* Directions for this task
Return exactly the lines that run from the one containing "In this picture, where can the white" to the end of the entries, with both ends included.

Start of Data entries

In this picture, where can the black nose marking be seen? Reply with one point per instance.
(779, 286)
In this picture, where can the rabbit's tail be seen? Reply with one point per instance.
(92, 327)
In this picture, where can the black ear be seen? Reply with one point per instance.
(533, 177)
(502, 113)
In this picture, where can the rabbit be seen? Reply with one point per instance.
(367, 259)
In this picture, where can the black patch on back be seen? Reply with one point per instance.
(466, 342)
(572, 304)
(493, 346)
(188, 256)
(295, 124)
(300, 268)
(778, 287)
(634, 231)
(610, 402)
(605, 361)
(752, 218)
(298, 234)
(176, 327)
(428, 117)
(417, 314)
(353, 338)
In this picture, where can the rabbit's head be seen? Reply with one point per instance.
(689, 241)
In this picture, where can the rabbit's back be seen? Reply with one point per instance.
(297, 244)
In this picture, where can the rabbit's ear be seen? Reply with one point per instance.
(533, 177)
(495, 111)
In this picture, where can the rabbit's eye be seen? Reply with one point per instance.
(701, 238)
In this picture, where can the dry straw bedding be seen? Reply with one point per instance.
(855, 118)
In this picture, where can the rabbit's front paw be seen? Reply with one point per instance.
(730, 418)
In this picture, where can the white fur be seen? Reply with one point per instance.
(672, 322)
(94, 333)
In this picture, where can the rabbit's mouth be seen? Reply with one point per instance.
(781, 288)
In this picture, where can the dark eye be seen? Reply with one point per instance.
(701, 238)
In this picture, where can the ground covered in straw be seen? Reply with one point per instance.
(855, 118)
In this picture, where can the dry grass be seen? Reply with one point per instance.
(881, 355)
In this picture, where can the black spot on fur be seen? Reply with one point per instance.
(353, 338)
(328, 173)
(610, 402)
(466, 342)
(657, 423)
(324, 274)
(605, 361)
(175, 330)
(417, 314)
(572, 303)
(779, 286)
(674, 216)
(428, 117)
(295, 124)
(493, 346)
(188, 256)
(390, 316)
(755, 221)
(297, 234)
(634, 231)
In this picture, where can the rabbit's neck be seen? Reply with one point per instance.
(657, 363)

End of Data entries

* Final result
In this picture, where can the white fur be seen? Reply with one point per instance.
(672, 322)
(94, 333)
In this picture, where can the rabbit's mouth be seen? Reply with one point per instance.
(781, 288)
In this picture, where can the dark eye be seen? Reply with one point per instance.
(701, 238)
In this picture, where can the ground covered in straw be seen? Reply with one point per instance.
(855, 118)
In this picture, where can the dry grass be seen? Reply with one point per instance.
(881, 355)
In this picture, where can the black spot on fur be seen? Reply with one point per instance.
(353, 338)
(328, 173)
(610, 402)
(466, 342)
(657, 423)
(324, 274)
(605, 361)
(175, 330)
(417, 314)
(572, 303)
(779, 286)
(674, 216)
(428, 117)
(295, 124)
(493, 346)
(188, 256)
(390, 316)
(755, 221)
(297, 234)
(634, 231)
In this picture, where can the rabbit's neck be seen? Reply with one point per instance.
(657, 363)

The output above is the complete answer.